_Exercise task:_ Retype the complete listing exactly as it appears.

Extracted data entries

:::

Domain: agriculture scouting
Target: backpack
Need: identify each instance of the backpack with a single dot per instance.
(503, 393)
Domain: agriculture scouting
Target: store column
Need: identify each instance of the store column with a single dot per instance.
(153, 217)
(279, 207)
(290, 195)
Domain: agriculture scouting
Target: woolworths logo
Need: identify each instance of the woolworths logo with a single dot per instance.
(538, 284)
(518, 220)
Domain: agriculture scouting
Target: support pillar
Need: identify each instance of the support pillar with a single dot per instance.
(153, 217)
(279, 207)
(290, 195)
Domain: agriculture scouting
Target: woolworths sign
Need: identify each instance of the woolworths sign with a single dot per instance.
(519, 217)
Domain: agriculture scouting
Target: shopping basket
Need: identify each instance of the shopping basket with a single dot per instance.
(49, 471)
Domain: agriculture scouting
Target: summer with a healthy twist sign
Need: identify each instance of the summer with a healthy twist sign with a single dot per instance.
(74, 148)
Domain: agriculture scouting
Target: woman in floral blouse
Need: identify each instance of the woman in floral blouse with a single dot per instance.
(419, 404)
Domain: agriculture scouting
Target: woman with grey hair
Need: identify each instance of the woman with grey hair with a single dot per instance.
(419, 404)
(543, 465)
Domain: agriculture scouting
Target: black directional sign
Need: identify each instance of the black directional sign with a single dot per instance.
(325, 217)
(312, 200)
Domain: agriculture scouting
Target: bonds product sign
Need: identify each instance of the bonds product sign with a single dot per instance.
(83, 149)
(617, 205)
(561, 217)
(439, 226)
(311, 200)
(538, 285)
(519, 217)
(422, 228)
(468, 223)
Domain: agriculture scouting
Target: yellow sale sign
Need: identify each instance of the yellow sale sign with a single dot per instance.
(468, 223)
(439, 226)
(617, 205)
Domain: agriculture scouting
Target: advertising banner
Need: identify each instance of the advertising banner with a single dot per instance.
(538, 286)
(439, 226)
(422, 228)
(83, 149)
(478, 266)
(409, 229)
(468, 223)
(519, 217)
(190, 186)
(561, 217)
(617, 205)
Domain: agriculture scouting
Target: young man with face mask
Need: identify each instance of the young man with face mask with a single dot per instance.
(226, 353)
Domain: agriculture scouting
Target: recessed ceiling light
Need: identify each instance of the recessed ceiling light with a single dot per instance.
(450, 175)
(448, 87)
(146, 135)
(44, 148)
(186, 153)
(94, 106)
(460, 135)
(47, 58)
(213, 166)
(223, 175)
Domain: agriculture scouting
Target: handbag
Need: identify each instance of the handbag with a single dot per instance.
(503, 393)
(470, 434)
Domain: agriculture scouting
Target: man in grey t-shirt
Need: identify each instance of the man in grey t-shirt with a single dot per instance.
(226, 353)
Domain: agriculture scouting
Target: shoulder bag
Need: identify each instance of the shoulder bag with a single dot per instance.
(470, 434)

:::

_Result below:_
Domain: agriculture scouting
Target: backpack
Need: identify each instance of the backpack with a single dot per instance.
(503, 393)
Domain: agriculture scouting
Target: store column
Need: identify each instance of the store column with a single dot per instance.
(153, 217)
(279, 207)
(290, 195)
Domain: agriculture scouting
Target: woolworths logo
Need: identify each instance of the woolworths logo with a single dot per instance.
(538, 284)
(518, 220)
Domain: agriculture scouting
Target: support pillar
Need: identify each instance of the support pillar with a single dot per instance.
(153, 217)
(279, 207)
(290, 195)
Domain: agriculture scouting
Target: woolworths sign
Need: identify each instance of the woolworths sign with a single dot per instance.
(519, 217)
Domain: agriculture scouting
Target: shopping basket
Need: identify each instance of the shopping basket with a single dot per instance.
(49, 471)
Domain: agriculture scouting
Target: summer with a healthy twist sign
Need: identify each instance of the summer with a healthy twist sign with a single dot per instance.
(74, 148)
Domain: agriculture scouting
Target: woman in floral blouse
Need: identify each instance of the woman in floral blouse with a single dot per instance.
(419, 404)
Domain: agriculture scouting
Target: woman with grey hair
Need: identify each instance of the woman with grey hair with a single dot per instance.
(419, 404)
(543, 465)
Domain: agriculture scouting
Target: black directional sign
Need: identify each instance of the black directional sign with a single dot per instance.
(325, 217)
(312, 200)
Domain: agriculture scouting
Target: bonds product sign
Need: identify each instance of the bonds product sign with a single dot per instance.
(83, 149)
(617, 205)
(561, 217)
(439, 226)
(311, 200)
(538, 285)
(519, 217)
(422, 228)
(468, 223)
Domain: agriculture scouting
Target: yellow sale sign
Need: identify each instance of the yellow sale sign with a single dot per instance.
(468, 223)
(439, 226)
(617, 205)
Domain: agriculture scouting
Target: advertising banner
Need: identify each instance of the advertising banner with a single dot per instance.
(538, 286)
(439, 226)
(422, 228)
(83, 149)
(478, 266)
(409, 229)
(468, 223)
(519, 217)
(190, 186)
(561, 217)
(617, 205)
Domain: agriculture scouting
Target: young man with face mask
Need: identify each instance of the young man with face mask with a single dot per instance.
(226, 353)
Domain: agriculture scouting
Target: recessed ceiling light
Need: identify each instance of the recessed ceiling light with a single dot per instance.
(450, 175)
(448, 87)
(146, 135)
(44, 148)
(186, 153)
(94, 106)
(460, 135)
(47, 58)
(213, 166)
(223, 175)
Domain: agriculture scouting
Target: handbag
Need: identify each instance of the handbag with a single dot per instance.
(503, 393)
(470, 434)
Domain: agriculture scouting
Target: man in grey t-shirt
Need: identify each instance of the man in grey t-shirt with a single dot per instance.
(226, 353)
Domain: agriculture scouting
Target: shoulder bag
Need: identify each instance of the shoulder bag with a single dot per instance.
(470, 434)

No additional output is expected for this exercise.